-------- Extracted text

Christian love aims at moulding a person’s thinking about others and also a person’s speech. The Gospels, St. Paul, St. James, have a great deal to say about the use of the tongue which is of such paramount importance in interpersonal relations. For instance :

“ Therefore, putting away lying speak the truth to one another since we are members of one another.” “Let no corrupt word ever proceed from your mouth… but what imparts grace to your hearers.” 

Christian love shapes attitudes that promote human brotherhood, justice, peace and equality. “There is neither Jew nor Greek, there is neither slave nor free, there is neither male nor female, but you are all one in Christ Jesus.” Love is an equalizer by its very nature. Women complain of male domination. And feminists struggle for some ‘equality’ that will liberate them. They blame St. Paul for not being consistent with what he writes here to the Galatians. The apostle, however, seems to have understood that human equality did not consist in physical functions, nor in mathematical proportions, but in mutual complementarity.

Equality and Mutual Complementarity
Paul must have realized that the will to power and the desire to dominate others was not at all a gender problem. It was a weakness of human nature rather than of gender. Paul himself had been persecuted by men. And some of these men had used women as their instruments for persecuting Paul. They had”…stirred up devout and prominent women…” against him and Barnabas. The abuse of power, therefore, is not a gender problem or property, but a trait of fallen human nature. The solution to this problem is maturity in faith and love. Love. is the force that equalizes from the inside, while the instinct to dominate imposes itself from the outside.

----------------
-------- Data lines

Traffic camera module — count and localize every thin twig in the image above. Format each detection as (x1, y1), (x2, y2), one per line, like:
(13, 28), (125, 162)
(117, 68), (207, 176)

----------------

* [Challenge A]
Answer from the passage on Christian love:
(i) Besides a person's thinking about others, what does Christian love aim at moulding?
(ii) In what did the apostle seem to understand human equality to consist?
(iii) Who had been stirred up against Paul and Barnabas?
* [Challenge B] Write a continuation of the passage on Christian love, starting after its final sentence.
The data has nothing to do with the passage on Christian love.

* [Task output A]
(i) A person's speech.
(ii) In mutual complementarity.
(iii) Devout and prominent women.

* [Task output B]
“Wives submit to yout husbands,…” ”Husbands love your wives…” “Children, obey your parents…” “And you parents, do not provoke your children …” “Serbants be obedient to your masters…” “ And you masters, do the same things for them, …knowing that your Master is in heaven…” Aristotle as well as Paul have been criticised by social theorists for not condemning slavery outright. But both Aristotle and Paul must have realized that love and humaneness can establish better human relation-ships between men and women, slaves and masters, children and parents, than so-called externally imposed “equality” with inward hatred, resentment and rivalry.

Unity and Universality
On the road to Damascus, Paul had heard Jesus saying to him : Saul, Saul, why are you persecuting Me ?” Absorption in the preoccupation of the moment, had not allowed Paul to capture fully the detailed import of the question. He had to make a retreat; and after some time in reflection, he was able to sketch the new vision of human interrelationships.

“ …as the body is one and has many members, but all the members of that one body, being many, are yet one body, so it is with Christ. For by one Spirit, we were all baptized into one Body – whether Jews of Greeks, whther slaves of free – and have all been made to drink into one Spirit.” 

Paul came to realize on the road to Damascus that Christ identified Himself with Christians, and that by persecuting the Christians, Paul was persecuting Christ. Paul understood now, what the other apostles had learnt from Christ Himself : Whatsoever you did to the least of my brethren, you did it to Me.” 

The exercise and exploitation of free-will that this programme calls for is truly heroic. When, at the Round Table Conference in London, in the 1930s, Lord Irving asked Gandhi what solution he would suggest for the crisis that was emerging in Indo-British relations, Gandhi is said to have replied : “The sermon on the mount contains the solution for all the problems of humanity”. Unfortunately, even in the Roman Catholic Church, the Christians are many, but the real Catholics are few. In other words, spiritual maturity is a rare phenomenon. It does turn out to be phenomenal in persons like Mother Teresa of Calcutta. 

The biblical injunction of universal love exploits personal free-will by demanding forgiveness of injuries received. Those who cannot forgive are enlaved by their resentments, and are, therefore, not mature. The gospel demands more. “Love your enemies. Do good to those who hate you. Pray for those who slander you.”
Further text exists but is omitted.